■ **What you will do**:
Give the data again exactly as written, skipping any pictures.
* Begin Data supplied *
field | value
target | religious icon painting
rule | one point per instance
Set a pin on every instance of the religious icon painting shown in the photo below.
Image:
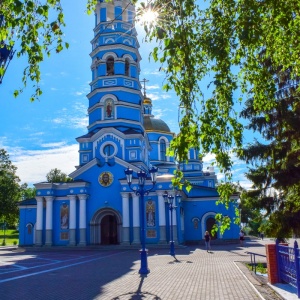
(150, 213)
(106, 179)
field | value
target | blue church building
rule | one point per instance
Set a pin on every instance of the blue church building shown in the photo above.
(98, 207)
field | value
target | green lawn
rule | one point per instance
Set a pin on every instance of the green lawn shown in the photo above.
(11, 237)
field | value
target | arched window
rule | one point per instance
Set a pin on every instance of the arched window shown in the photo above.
(109, 150)
(127, 67)
(163, 150)
(29, 228)
(110, 66)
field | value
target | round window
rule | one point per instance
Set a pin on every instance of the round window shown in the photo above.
(108, 150)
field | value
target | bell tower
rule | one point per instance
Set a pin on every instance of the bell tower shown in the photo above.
(115, 99)
(115, 110)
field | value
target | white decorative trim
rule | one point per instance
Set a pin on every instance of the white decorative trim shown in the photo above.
(128, 83)
(109, 82)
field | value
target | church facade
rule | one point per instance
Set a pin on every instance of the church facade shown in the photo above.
(98, 207)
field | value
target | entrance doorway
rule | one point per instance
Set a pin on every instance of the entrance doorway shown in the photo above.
(210, 222)
(109, 232)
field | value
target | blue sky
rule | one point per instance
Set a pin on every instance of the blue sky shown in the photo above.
(40, 136)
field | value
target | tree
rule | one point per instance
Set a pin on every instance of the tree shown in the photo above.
(275, 161)
(10, 190)
(56, 175)
(27, 193)
(222, 39)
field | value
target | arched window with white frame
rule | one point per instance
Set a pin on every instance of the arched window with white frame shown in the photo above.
(110, 66)
(127, 67)
(162, 150)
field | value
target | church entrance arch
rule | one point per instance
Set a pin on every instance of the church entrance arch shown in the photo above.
(109, 230)
(207, 222)
(210, 222)
(106, 227)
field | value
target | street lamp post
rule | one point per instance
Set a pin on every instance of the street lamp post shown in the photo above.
(170, 200)
(141, 192)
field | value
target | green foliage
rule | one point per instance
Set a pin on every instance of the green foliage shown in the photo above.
(33, 28)
(10, 190)
(26, 192)
(223, 39)
(56, 175)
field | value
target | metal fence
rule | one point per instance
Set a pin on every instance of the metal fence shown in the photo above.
(288, 262)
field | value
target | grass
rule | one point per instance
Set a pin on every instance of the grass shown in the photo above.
(11, 237)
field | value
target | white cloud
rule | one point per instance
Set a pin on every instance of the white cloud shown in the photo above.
(33, 165)
(53, 145)
(153, 96)
(152, 87)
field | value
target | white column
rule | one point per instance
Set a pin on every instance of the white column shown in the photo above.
(125, 217)
(161, 217)
(82, 219)
(49, 220)
(136, 219)
(72, 220)
(39, 220)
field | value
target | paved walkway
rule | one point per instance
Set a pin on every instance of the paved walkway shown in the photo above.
(113, 274)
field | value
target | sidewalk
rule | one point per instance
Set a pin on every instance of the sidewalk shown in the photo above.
(113, 274)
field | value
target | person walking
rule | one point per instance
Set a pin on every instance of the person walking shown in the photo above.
(242, 235)
(207, 240)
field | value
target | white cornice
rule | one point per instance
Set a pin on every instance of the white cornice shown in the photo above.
(119, 103)
(114, 47)
(113, 89)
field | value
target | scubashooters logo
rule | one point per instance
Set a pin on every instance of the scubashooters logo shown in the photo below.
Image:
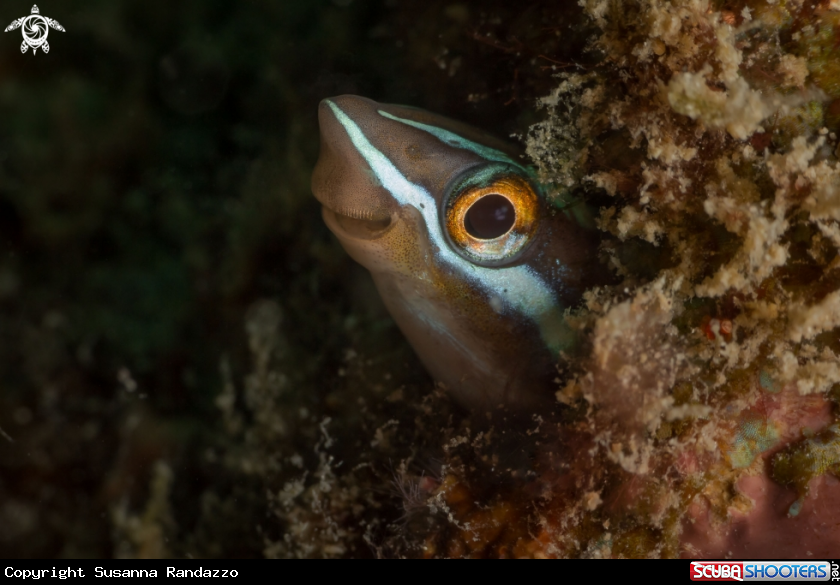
(35, 29)
(764, 571)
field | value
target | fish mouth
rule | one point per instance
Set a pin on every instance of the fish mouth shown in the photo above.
(356, 224)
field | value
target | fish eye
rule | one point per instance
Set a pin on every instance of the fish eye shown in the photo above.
(490, 217)
(490, 214)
* End Data supplied *
■ **Answer below**:
field | value
target | religious icon painting
rule | one point per instance
Set a pin on every instance of the religious icon painting shown in the photo below.
Image:
(150, 213)
(106, 179)
field | value
target | blue church building
rule | one point per instance
Set a pin on every instance of the blue church building shown in the photo above.
(98, 207)
field | value
target | green lawn
rule | one point per instance
Set a pin on every instance of the green lawn shown in the photo above.
(11, 237)
field | value
target | arched window
rule | one point per instance
Set a pin on every instance of the arched window shown in the photo above.
(109, 150)
(127, 67)
(163, 150)
(29, 228)
(110, 66)
field | value
target | round window
rule | one point per instance
Set a pin on every instance of the round window shown in the photo above.
(108, 150)
field | value
target | bell tower
rule | one point per instance
Set a pin on every instance of the bell tower shown in the photo above.
(115, 99)
(115, 110)
field | value
target | white decorative trim
rule | one point per instance
Set a pin on every instance of the white decorative trim shown in the photo above.
(128, 83)
(109, 82)
field | value
target | church facade
rule | one point per instance
Set a pin on every instance of the church facade shown in the photo above.
(98, 207)
field | value
target | entrance doorway
rule | one point per instance
Set a pin on every instance of the entrance doorway shown in the photo above.
(210, 222)
(109, 232)
field | value
target | blue sky
rule | one point per instance
Set a pin on every instance of the blue sky shown in the photo above.
(40, 136)
field | value
target | tree
rule | one point per instance
Set a pin on every instance of the tree shown in the photo above.
(275, 161)
(10, 190)
(56, 175)
(27, 193)
(222, 39)
field | value
target | arched window with white frame
rule | one point per instance
Set a pin on every instance of the arched window with white frame shown in the photo above.
(110, 66)
(127, 67)
(162, 150)
field | value
target | church entrance arch
rule | one point per instance
Set a pin on every instance of the church entrance arch shown in the photo above.
(109, 230)
(207, 222)
(210, 222)
(106, 227)
field | value
target | street lamp post
rule | one point per instance
Set a pin on every instance of the street lamp post shown in the photo above.
(170, 200)
(141, 192)
field | value
target | green foliage
rule | one point per instance
Set a pin on every instance of the green foliage shown in the photo above.
(33, 28)
(10, 190)
(26, 192)
(223, 39)
(56, 175)
field | value
target | metal fence
rule | one point per instance
Set a pin on every instance of the metal fence shown in the photo above.
(288, 262)
field | value
target | grass
rule | one point per instance
Set a pin on every instance of the grass shown in the photo above.
(11, 237)
field | value
target | white cloud
rule | one point per instance
Set a pin on every instance of the white cloud shown in the photo above.
(33, 165)
(53, 145)
(153, 96)
(152, 87)
field | value
target | white column
rule | one point per instance
Set a pin on every instance of the white column shown in the photo above.
(125, 217)
(161, 217)
(82, 219)
(49, 220)
(136, 219)
(72, 220)
(39, 220)
field | value
target | paved walkway
rule | one point per instance
Set a pin on every instance of the paved walkway shown in the photo above.
(113, 274)
field | value
target | sidewalk
rule | one point per instance
Set a pin on every instance of the sidewalk shown in the photo above.
(113, 274)
field | value
target | person walking
rule | one point per instance
Set a pin on every instance of the person walking shown in the photo above.
(242, 235)
(207, 240)
field | value
target | white cornice
rule | one point per instance
Set a pin on every instance of the white cornice shown in the photo above.
(119, 103)
(114, 47)
(113, 89)
field | value
target | scubashooters logo
rule | one point per instance
Set a pin on every instance of the scubashooters logo shown in the photo below.
Image:
(35, 29)
(764, 571)
field | value
target | fish mouth
rule | one point per instance
Set a pin on every instance of the fish mouth shown in the photo above.
(356, 224)
field | value
target | fish eye
rule | one point per instance
Set a pin on every instance of the fish eye shown in the photo above.
(490, 217)
(490, 214)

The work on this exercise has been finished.